> **Data supplied**
---*---

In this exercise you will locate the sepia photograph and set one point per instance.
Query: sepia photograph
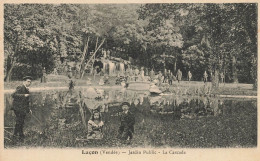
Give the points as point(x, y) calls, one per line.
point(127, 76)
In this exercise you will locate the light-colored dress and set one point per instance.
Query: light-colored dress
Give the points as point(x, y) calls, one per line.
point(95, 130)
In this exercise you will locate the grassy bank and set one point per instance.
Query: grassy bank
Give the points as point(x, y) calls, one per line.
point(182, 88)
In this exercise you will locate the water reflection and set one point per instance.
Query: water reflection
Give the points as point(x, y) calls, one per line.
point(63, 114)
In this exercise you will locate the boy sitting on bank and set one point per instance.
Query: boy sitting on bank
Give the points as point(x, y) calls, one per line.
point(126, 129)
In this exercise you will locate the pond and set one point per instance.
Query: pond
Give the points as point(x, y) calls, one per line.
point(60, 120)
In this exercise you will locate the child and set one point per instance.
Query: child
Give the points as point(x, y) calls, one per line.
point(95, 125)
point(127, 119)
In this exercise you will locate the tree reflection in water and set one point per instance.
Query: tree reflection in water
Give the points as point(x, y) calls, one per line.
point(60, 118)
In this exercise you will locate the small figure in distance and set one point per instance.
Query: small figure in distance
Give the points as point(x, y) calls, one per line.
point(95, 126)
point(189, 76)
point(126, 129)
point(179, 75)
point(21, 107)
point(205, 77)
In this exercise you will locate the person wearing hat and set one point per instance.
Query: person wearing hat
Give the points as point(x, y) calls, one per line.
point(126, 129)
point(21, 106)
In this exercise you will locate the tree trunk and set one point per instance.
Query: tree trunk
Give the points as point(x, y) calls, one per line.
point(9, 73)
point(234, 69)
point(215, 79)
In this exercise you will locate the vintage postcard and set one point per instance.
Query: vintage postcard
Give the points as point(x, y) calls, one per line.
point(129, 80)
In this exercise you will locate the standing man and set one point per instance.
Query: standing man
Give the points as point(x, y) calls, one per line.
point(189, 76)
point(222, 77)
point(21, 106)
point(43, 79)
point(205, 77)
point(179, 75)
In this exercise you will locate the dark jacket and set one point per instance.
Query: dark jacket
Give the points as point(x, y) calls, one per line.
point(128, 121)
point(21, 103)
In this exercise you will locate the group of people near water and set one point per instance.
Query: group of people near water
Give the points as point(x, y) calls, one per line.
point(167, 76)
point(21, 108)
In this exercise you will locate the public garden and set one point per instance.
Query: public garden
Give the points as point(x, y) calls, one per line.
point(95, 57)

---*---

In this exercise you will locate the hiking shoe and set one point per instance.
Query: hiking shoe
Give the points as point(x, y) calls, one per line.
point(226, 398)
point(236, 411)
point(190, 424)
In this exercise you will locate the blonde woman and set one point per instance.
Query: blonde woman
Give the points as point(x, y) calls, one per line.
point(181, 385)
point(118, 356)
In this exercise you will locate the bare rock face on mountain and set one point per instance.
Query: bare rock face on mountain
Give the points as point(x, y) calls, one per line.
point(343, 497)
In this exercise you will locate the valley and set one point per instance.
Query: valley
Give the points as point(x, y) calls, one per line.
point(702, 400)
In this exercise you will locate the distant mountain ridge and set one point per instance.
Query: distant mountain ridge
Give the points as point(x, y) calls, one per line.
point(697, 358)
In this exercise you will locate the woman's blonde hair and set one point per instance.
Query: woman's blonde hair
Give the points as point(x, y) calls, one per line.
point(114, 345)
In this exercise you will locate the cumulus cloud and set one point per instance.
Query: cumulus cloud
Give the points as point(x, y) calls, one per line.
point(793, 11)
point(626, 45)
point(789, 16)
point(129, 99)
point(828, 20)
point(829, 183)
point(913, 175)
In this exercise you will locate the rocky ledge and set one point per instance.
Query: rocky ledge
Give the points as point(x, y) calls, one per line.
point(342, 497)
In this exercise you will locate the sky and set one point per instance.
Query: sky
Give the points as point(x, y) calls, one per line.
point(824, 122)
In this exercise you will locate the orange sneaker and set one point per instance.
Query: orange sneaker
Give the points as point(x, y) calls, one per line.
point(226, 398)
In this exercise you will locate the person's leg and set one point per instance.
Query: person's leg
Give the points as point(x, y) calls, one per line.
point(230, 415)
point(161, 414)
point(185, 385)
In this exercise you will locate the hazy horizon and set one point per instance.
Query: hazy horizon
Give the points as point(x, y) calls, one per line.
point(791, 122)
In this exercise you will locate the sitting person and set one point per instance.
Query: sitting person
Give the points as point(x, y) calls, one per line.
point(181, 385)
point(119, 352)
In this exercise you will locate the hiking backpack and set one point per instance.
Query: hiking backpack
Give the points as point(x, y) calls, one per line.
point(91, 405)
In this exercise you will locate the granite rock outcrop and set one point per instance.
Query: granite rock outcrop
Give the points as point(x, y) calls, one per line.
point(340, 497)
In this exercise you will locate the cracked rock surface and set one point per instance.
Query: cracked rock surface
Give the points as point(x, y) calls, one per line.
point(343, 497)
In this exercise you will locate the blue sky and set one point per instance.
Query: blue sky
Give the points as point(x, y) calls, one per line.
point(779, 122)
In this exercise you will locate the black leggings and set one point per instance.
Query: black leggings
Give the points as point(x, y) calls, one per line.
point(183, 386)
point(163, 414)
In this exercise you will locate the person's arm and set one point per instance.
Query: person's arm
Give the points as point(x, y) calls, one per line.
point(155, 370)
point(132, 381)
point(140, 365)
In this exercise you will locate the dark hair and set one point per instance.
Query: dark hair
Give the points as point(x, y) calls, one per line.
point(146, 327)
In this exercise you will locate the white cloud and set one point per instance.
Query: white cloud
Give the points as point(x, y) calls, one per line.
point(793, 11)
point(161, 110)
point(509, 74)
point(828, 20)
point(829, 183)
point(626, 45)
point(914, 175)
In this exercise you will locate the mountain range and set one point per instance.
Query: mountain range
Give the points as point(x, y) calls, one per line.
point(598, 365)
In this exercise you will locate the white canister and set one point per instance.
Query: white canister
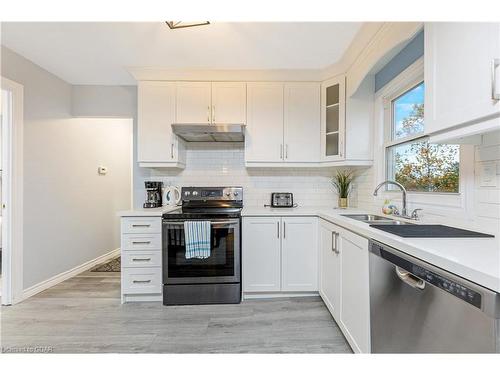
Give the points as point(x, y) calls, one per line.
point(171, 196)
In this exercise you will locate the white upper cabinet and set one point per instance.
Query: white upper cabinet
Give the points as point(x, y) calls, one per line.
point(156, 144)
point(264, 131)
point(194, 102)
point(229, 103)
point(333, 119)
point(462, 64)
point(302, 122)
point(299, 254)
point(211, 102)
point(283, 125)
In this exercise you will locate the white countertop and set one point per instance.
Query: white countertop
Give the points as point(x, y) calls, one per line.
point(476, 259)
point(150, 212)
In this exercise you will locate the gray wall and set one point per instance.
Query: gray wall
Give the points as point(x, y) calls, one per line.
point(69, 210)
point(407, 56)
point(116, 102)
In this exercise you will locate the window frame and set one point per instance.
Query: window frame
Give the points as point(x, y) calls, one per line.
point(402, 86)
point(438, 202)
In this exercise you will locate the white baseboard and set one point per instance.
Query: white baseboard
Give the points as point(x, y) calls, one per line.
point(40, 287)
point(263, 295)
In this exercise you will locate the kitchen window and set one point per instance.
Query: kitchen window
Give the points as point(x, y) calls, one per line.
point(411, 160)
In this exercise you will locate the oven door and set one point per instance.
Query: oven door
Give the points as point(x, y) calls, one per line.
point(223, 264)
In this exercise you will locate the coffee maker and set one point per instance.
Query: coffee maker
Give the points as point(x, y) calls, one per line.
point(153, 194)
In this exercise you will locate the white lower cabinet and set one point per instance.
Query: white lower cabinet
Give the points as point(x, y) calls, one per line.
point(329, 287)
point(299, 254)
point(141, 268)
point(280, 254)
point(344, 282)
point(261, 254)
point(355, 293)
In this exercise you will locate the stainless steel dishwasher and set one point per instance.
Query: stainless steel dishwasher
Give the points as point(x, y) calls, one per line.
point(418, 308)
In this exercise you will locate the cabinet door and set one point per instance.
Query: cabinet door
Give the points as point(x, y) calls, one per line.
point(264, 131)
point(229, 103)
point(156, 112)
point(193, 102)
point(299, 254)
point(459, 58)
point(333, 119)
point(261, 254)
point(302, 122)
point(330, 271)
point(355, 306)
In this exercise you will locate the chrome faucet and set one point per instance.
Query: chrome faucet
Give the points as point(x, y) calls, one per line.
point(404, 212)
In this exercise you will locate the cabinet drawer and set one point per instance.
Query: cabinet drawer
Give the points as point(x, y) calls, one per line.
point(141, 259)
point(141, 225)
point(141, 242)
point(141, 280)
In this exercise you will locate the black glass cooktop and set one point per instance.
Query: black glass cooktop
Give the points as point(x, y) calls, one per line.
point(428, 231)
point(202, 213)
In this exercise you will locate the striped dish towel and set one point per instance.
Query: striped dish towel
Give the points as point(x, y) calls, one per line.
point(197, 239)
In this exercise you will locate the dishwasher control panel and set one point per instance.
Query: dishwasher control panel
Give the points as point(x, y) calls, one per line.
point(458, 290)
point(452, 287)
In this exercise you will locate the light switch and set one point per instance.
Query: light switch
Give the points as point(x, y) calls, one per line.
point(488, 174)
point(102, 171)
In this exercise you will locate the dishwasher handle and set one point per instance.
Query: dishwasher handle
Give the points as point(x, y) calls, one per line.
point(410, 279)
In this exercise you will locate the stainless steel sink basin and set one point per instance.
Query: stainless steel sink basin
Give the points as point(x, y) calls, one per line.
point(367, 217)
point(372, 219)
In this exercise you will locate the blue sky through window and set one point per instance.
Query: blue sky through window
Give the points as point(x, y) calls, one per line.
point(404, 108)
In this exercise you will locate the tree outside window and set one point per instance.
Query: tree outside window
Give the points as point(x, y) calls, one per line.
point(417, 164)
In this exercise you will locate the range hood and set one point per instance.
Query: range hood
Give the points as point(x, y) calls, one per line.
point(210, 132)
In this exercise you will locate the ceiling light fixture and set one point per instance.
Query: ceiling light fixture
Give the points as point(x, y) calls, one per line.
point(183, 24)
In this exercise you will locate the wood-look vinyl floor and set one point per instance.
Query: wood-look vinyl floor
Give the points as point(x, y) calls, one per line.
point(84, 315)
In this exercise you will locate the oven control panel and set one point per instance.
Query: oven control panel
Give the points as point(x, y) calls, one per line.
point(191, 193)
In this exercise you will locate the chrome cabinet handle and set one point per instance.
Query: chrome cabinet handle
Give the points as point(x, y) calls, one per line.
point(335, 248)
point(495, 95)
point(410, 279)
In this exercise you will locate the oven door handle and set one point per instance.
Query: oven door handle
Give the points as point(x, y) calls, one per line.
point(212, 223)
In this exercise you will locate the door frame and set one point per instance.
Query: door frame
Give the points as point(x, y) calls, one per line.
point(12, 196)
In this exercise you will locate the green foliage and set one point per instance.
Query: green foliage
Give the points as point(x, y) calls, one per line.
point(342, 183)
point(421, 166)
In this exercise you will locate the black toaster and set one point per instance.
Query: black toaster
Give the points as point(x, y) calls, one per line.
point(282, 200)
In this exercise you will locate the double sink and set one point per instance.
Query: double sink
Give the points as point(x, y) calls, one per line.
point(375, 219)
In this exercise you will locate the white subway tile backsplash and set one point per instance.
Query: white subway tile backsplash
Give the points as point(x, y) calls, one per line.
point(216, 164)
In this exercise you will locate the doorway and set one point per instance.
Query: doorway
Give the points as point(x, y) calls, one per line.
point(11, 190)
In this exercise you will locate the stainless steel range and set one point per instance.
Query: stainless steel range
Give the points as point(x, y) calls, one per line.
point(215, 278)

---*---

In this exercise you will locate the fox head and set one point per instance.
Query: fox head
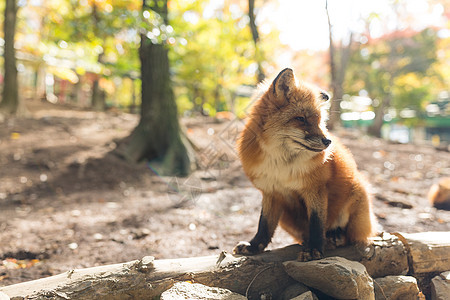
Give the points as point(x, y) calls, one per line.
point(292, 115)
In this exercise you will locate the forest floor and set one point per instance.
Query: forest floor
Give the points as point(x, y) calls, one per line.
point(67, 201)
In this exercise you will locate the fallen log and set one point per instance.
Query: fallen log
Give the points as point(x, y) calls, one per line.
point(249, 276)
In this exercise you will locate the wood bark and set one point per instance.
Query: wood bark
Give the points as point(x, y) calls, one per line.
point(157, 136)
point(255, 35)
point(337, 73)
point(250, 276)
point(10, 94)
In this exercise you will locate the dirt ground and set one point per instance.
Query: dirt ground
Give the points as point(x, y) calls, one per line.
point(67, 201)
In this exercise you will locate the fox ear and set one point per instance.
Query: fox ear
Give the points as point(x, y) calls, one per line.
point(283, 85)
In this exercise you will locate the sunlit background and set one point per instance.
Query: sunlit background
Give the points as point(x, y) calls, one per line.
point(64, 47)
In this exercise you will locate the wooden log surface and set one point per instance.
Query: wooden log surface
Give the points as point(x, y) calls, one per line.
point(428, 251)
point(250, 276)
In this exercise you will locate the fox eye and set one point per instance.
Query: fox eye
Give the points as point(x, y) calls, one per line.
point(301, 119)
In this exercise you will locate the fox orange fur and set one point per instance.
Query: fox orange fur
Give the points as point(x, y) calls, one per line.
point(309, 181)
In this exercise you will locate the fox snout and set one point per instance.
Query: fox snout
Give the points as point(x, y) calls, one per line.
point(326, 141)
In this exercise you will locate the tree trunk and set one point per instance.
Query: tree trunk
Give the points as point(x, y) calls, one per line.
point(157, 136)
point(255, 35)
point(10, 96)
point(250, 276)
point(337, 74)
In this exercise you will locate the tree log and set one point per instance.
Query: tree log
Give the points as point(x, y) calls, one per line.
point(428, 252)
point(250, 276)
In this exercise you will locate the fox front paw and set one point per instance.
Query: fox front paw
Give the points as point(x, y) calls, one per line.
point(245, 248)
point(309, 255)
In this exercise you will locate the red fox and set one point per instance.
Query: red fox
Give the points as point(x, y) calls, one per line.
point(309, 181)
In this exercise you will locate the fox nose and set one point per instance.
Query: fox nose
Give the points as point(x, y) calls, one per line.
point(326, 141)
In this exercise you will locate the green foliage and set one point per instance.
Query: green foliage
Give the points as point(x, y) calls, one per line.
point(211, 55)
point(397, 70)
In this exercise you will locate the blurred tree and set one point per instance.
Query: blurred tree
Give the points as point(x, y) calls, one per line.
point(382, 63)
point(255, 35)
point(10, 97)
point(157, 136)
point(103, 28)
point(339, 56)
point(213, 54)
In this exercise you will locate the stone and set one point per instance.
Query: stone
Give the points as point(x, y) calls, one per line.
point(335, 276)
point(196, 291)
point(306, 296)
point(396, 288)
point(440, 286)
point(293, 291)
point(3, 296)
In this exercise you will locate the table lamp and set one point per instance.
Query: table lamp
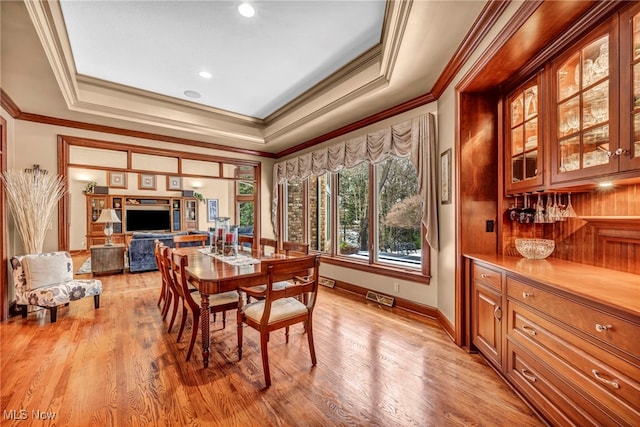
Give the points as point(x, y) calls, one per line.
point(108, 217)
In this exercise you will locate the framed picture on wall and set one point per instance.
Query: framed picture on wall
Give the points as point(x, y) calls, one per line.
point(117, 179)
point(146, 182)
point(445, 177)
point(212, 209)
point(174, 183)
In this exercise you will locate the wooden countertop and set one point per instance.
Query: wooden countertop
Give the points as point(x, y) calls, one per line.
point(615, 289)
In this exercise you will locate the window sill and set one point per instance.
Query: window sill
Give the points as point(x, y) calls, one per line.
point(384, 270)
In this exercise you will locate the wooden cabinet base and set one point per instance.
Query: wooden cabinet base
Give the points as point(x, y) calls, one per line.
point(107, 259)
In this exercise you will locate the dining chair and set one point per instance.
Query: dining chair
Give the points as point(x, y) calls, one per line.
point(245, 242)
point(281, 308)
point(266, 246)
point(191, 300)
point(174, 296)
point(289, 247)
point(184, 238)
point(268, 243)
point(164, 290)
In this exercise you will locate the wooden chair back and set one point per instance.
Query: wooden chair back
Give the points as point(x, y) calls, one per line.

---*---

> **Problem details**
In the data above, retype exactly and only the lines between the one holding "Query: wooden log surface" and the one holding "Query: fox orange fur", inclusive.

> **Completed exercise**
Query: wooden log surface
Give the points as point(x, y) calls, one per line.
point(428, 251)
point(250, 276)
In this exercise you will locate the fox eye and set one point per instance.
Query: fox eye
Give the points as point(x, y) calls, one per line.
point(301, 119)
In this exercise you will locate the fox orange fur and set one point per instance.
Query: fox orange fur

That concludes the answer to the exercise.